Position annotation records

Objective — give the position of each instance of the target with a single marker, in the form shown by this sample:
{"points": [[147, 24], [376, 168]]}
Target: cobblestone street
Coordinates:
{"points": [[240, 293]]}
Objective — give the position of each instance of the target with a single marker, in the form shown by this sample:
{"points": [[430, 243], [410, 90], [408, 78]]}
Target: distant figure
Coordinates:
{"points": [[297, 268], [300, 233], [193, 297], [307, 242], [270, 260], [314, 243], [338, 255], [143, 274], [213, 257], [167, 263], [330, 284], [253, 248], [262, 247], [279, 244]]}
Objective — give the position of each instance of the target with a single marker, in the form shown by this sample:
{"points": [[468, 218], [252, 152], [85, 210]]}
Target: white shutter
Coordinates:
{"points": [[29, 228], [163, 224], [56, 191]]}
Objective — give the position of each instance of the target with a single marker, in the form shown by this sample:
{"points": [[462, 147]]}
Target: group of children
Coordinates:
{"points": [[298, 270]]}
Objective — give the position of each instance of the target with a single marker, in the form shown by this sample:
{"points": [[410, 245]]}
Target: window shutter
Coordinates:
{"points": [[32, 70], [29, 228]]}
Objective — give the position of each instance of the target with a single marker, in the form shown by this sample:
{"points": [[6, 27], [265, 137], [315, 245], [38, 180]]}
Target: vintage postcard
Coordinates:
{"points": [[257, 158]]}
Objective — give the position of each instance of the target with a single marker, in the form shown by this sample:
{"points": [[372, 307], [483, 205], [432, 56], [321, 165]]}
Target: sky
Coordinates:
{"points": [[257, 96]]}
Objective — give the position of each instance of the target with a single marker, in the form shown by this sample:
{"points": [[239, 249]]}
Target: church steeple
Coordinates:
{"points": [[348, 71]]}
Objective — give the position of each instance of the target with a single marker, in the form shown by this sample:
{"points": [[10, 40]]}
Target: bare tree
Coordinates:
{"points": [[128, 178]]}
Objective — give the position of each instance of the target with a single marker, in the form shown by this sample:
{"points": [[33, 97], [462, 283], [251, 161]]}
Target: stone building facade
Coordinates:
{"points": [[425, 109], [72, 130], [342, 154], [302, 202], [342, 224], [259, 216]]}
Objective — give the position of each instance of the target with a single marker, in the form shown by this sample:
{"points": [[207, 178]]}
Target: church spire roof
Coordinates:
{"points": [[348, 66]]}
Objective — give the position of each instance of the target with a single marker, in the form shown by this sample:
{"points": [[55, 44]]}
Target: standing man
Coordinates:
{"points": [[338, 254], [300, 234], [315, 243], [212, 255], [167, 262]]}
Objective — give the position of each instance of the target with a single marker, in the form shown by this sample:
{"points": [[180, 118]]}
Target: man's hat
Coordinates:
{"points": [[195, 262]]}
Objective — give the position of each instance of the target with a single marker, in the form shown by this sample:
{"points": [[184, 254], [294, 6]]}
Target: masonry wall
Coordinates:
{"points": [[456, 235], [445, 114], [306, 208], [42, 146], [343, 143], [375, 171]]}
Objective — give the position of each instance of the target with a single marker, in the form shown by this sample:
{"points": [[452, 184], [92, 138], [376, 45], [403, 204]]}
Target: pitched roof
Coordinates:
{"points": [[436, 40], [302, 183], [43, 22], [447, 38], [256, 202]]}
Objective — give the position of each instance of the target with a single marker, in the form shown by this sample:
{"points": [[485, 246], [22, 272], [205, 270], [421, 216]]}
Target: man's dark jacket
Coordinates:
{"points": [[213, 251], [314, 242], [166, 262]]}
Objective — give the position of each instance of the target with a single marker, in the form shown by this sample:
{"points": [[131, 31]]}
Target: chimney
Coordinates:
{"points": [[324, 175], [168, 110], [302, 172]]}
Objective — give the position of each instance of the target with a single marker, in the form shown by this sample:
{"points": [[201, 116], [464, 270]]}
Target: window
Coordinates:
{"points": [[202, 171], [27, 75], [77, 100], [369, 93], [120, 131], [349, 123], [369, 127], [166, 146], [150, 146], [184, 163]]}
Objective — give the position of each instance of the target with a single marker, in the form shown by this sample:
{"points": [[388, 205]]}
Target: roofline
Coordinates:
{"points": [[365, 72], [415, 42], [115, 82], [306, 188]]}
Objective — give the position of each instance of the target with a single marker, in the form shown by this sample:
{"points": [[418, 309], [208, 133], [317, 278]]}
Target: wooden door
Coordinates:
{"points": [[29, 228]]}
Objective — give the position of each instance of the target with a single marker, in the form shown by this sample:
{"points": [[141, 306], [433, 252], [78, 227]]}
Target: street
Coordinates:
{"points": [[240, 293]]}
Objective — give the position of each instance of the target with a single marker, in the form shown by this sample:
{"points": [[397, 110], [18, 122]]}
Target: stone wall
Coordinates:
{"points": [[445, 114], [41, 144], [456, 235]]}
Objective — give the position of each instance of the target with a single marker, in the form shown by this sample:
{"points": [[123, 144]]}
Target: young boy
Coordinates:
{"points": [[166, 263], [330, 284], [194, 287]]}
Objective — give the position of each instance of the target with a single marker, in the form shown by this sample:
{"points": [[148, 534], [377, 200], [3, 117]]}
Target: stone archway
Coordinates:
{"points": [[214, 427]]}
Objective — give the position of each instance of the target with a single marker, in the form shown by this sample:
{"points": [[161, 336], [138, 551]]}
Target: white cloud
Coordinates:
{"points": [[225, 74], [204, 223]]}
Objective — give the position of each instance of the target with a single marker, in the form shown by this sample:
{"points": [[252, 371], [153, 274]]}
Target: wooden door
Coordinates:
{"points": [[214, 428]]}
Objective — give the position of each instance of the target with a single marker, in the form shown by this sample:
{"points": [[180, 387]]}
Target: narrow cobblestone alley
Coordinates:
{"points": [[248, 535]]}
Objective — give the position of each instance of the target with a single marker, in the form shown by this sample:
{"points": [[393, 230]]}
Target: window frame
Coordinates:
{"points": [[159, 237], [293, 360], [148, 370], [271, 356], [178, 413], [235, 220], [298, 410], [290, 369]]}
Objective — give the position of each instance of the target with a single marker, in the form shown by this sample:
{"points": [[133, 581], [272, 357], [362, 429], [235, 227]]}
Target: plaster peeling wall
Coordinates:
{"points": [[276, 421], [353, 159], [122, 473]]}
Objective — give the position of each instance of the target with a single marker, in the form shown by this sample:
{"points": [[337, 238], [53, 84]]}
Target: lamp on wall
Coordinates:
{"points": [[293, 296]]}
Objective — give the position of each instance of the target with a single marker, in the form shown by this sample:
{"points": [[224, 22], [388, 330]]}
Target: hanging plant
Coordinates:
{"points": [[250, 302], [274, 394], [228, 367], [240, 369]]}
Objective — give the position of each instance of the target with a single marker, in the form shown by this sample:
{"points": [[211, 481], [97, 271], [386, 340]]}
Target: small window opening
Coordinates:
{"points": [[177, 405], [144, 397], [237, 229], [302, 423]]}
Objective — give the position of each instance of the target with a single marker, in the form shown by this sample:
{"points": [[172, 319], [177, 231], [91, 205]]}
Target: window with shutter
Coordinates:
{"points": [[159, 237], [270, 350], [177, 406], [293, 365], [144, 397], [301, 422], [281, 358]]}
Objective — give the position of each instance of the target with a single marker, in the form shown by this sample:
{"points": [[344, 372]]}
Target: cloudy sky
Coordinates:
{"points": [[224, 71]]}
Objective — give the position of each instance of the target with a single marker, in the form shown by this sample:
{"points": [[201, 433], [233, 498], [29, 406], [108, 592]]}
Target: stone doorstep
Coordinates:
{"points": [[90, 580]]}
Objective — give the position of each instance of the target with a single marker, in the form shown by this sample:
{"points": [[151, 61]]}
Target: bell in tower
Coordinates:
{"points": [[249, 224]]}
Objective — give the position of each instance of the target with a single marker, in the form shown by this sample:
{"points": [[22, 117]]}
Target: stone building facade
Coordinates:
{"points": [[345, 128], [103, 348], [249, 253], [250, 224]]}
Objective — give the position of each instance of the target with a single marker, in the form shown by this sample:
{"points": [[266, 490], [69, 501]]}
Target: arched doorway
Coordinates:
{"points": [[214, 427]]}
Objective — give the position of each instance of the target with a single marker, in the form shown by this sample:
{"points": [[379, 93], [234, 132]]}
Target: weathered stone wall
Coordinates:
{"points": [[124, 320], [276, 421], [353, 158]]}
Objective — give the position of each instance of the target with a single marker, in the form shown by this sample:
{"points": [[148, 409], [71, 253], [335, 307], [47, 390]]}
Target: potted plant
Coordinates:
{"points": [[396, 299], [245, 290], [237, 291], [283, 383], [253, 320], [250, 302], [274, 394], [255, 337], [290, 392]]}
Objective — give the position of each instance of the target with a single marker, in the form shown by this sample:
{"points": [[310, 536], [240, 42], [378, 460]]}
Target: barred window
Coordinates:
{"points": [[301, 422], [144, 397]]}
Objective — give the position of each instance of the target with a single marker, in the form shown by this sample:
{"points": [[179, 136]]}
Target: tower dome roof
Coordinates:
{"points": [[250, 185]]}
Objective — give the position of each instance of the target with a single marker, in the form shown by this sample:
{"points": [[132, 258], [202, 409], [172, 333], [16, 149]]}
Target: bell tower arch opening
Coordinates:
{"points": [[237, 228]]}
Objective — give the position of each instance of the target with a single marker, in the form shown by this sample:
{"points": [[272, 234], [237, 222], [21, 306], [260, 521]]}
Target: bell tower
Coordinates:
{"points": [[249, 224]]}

:: Exercise ::
Select each line of the records above that contains the string "street" and copy it out. Case matters, so a capitalized form does not count as a match.

:: Completed task ::
Target: cobblestone street
Target: street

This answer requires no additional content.